This example of best practice describes windbreaks as an integrated approach to increase land productivity and biodiversity at different levels. Windbreaks are a well-known measure against wind erosion. They consist of rows of trees and bushes along the edges of agricultural fields to protect the topsoil from strong winds. The approach was implemented in East Georgia between 2009 and 2019 as part of the “Sustainable Management of Biodiversity, South Caucasus” and the “Integrated Biodiversity Management, South Caucasus” programmes. In these projects, 11km long windbreaks were rehabilitated and newly established, with trees and shrubs planted 10m wide. The tree species included almond, China tree, Russian olive, pistachio, wild pear, wild apricots, black locust, common ash, Caucasian hackberry, Eldar pine and field elm. These species were planted according to the developed planting scheme, using soil and seedling preparation techniques.

Classifications

Region
West Asia, Middle East
Scale of implementation
Local
Ecosystem
Agro-ecosystem
Agroforestry
Theme
Biodiversity mainstreaming
Erosion prevention
Mitigation
Restoration
Challenges
Desertification
Drought
Loss of Biodiversity
Wildfires
Erosion
Ecosystem loss
Lack of public and decision maker’s awareness
Poor monitoring and enforcement
Sustainable development goals
SDG 13 – Climate action
SDG 15 – Life on land
(I)NDC Submission
INDC_Georgia_windbreaks_rehabilitation_191106

Location

Dedoplistskaro, Kakheti, Georgia

Challenges

Windbreaks are an important way of adapting to dry climate conditions and protecting agricultural fields from wind and soil erosion. In the 1950s-70s, around 1,800 km of tree windbreaks were planted in Shiraki. More than 90% of them were destroyed either by fire or illegal cuttings for firewood. Fires are caused by farmers burning harvest residues and by shepherds burning pastures and windbreaks to facilitate the growth of new grass and clear land.

▬▬▬

* Task statement: Print the part of the windbreaks text starting with "Windbreaks are an" and going on through "and clear land.". Rely solely on the windbreaks text.

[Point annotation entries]
▬▬▬

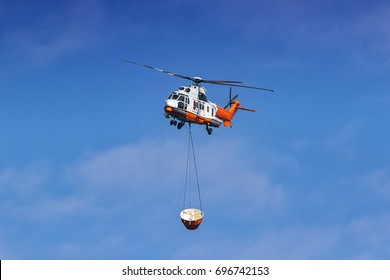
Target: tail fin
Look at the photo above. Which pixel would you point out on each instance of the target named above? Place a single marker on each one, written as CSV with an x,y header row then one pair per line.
x,y
227,115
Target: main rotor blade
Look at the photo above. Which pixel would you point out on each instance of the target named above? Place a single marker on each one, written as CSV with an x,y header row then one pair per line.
x,y
218,82
233,85
161,70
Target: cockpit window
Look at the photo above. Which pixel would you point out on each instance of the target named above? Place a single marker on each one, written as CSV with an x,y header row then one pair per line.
x,y
173,96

▬▬▬

* Response to this exercise:
Windbreaks are an important way of adapting to dry climate conditions and protecting agricultural fields from wind and soil erosion. In the 1950s-70s, around 1,800 km of tree windbreaks were planted in Shiraki. More than 90% of them were destroyed either by fire or illegal cuttings for firewood. Fires are caused by farmers burning harvest residues and by shepherds burning pastures and windbreaks to facilitate the growth of new grass and clear land.